[A block of data]
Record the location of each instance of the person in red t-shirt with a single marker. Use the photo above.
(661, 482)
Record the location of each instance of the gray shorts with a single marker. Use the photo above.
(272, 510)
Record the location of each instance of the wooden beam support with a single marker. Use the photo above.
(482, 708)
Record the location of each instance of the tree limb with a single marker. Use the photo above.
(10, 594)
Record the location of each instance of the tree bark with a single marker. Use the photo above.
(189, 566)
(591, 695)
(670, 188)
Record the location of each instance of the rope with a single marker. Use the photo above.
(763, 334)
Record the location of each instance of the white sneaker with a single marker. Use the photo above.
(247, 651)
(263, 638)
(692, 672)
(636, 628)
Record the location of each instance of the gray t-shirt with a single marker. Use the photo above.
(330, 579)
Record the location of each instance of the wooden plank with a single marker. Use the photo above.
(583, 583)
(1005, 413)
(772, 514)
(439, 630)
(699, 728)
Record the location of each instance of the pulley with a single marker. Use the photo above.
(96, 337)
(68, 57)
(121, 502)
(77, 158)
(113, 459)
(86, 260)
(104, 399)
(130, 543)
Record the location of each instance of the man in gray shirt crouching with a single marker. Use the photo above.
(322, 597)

▶ **Exercise goal**
Rewrite every one of the entries above, replacing each occurrence of "single marker" with "single point" and leaving everything else unchanged.

▶ **Worked solution**
Record the location of each instance of the person in red t-shirt with a single point. Use the photo above.
(661, 482)
Record the location of each instance of the gray shorts with a single point. Use the photo above.
(272, 510)
Record the location of each instance of the wooden beam support with a single point. Use the photo above.
(482, 708)
Record the location of each instance of the tree limb with a single point. Use the photo above.
(10, 594)
Record the location of each instance of the tree bark with a single point. Use the photo above.
(189, 566)
(591, 695)
(670, 188)
Record the location of each instance of the rope with a single point. Use the photo above.
(763, 334)
Record the location of each instance of the white sneaker with a single point. Use the photo above.
(247, 651)
(263, 638)
(692, 672)
(636, 628)
Record the location of each instance of the gray t-shirt with a single point. Use the photo above.
(330, 579)
Record the location of each instance of the wooden plank with a single point. Use the photo above.
(583, 583)
(1005, 413)
(772, 514)
(439, 630)
(699, 728)
Record the location of each instance of the pulley with a single point. Use the photo above.
(96, 337)
(68, 57)
(121, 502)
(77, 158)
(113, 459)
(86, 260)
(104, 399)
(130, 543)
Record the location of each instance of the man in gray shirt crouching with a single point. Use the photo above.
(322, 597)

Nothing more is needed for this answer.